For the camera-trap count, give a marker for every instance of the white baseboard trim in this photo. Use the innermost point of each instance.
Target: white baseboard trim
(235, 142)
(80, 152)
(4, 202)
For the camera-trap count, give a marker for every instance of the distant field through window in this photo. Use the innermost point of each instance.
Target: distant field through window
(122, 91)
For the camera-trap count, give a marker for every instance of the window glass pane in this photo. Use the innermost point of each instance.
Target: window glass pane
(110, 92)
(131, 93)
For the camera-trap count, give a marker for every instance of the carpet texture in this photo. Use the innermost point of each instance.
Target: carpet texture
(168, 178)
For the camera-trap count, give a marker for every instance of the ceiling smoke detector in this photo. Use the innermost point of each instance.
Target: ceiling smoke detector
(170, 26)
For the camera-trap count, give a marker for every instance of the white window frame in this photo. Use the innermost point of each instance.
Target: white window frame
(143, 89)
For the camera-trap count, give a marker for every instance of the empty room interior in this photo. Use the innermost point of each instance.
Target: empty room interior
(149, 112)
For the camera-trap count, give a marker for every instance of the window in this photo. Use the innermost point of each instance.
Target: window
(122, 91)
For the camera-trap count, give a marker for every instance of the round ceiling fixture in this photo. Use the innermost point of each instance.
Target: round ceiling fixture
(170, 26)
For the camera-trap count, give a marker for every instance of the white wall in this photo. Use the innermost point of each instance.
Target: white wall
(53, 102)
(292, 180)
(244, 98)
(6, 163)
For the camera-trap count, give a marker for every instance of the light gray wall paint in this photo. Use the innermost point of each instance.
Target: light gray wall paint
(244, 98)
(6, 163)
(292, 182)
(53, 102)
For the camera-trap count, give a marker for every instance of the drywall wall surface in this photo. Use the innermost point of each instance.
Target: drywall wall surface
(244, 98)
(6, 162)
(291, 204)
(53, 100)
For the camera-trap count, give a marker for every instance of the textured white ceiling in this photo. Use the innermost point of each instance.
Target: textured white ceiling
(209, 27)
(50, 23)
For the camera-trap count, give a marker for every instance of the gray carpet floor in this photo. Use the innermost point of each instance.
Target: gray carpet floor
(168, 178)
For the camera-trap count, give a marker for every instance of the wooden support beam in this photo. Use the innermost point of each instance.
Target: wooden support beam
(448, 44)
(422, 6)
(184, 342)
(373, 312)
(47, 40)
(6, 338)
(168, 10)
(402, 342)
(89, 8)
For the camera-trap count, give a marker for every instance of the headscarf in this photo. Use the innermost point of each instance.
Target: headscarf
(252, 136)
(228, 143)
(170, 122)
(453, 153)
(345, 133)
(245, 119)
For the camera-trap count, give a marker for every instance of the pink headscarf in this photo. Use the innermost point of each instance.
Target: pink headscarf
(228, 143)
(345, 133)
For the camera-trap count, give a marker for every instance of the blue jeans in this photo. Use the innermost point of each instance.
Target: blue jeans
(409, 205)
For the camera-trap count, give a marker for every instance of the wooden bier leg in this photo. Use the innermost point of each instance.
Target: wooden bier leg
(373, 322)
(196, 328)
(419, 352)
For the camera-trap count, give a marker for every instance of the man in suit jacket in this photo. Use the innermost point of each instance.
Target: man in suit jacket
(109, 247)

● ● ● ●

■ Exercise requirements
Copy each entry exactly.

■ Reply to the exercise
For the camera-trap count, give a marker for every instance of the white baseboard trim in this photo. Use the innermost point of each instance.
Target: white baseboard trim
(235, 142)
(80, 152)
(4, 202)
For the camera-trap count, give a marker for every instance of the distant field through window in this photo. Use the innermost point of each instance.
Target: distant field through window
(122, 91)
For the camera-trap count, give a marker for every instance of the window glass pane in this photo. Use the innermost point of each instance.
Target: window glass pane
(110, 92)
(131, 93)
For the camera-trap count, give a marker for every instance of the carpet texture in this photo. Use the innermost point of each instance.
Target: carpet texture
(168, 178)
For the camera-trap count, give a marker for every instance of the ceiling smoke detector in this photo. Use the innermost point of each instance.
Target: ceiling smoke detector
(170, 26)
For the camera-trap count, give a marker for every instance of the white window frame in this photo. Use the innermost point of each instance.
Target: white window frame
(143, 89)
For the camera-trap count, give a marker for every instance of the empty room interior in this photo. Use the innermost point of each instance.
Target: empty room interior
(149, 112)
For the camera-trap count, give a marker for every instance of the window in this photo. Use the innermost point of each instance.
Target: window
(122, 91)
For the camera-trap count, give a marker for every instance of the round ceiling fixture in this photo. Use the innermost point of each instance.
Target: round ceiling fixture
(170, 26)
For the camera-trap count, give a marker for every instance of the white wall in this photo. Use the innermost point of each instance.
Target: white wall
(53, 102)
(292, 180)
(244, 98)
(6, 163)
For the camera-trap count, give a marker for every instance of the light gray wall paint in this photo. Use the innermost point of each instance.
Target: light gray wall paint
(244, 98)
(6, 163)
(292, 182)
(53, 102)
For the camera-trap count, give a marker for every instance of the drywall wall surface in this photo. Use the innermost point of each instance.
Target: drywall wall surface
(244, 98)
(6, 162)
(291, 204)
(53, 100)
For the camera-trap count, give a marker for every instance of the textured white ceiling in this photo. Use the innermost point of each instance.
Target: textured white ceiling
(209, 27)
(50, 23)
For the camera-trap count, give a marker for every instance of the gray carpet floor in this photo. Use the innermost point of each instance.
Target: gray carpet floor
(168, 178)
For the camera-trap count, give a marker for every instance of the wooden support beam in this photo. Use the innermost point of each instance.
Target: wooden support beam
(448, 44)
(422, 6)
(184, 342)
(373, 312)
(47, 40)
(6, 338)
(168, 10)
(402, 342)
(89, 8)
For the camera-trap count, give a marker for every instance of the headscarf in this photo. Use the innermost point of each instance.
Target: headscarf
(252, 136)
(228, 143)
(170, 122)
(453, 153)
(345, 133)
(245, 119)
For the camera-trap count, give a marker for every instance of the pink headscarf in this photo. Use the innermost point of each instance.
Target: pink headscarf
(228, 143)
(345, 133)
For the camera-trap count, give a marker for every instance of the blue jeans in this photo. Use the innermost point of each instance.
Target: blue jeans
(409, 205)
For the camera-trap count, give a marker for every instance of the wooden bier leg in this photo. Use the innermost point of each instance.
Target: wooden bier leg
(373, 322)
(196, 328)
(419, 352)
For the camera-trap count, give a marker for every instance of the man in suit jacket in this photo. Use the innermost point of each instance.
Target: man in suit jacket
(109, 247)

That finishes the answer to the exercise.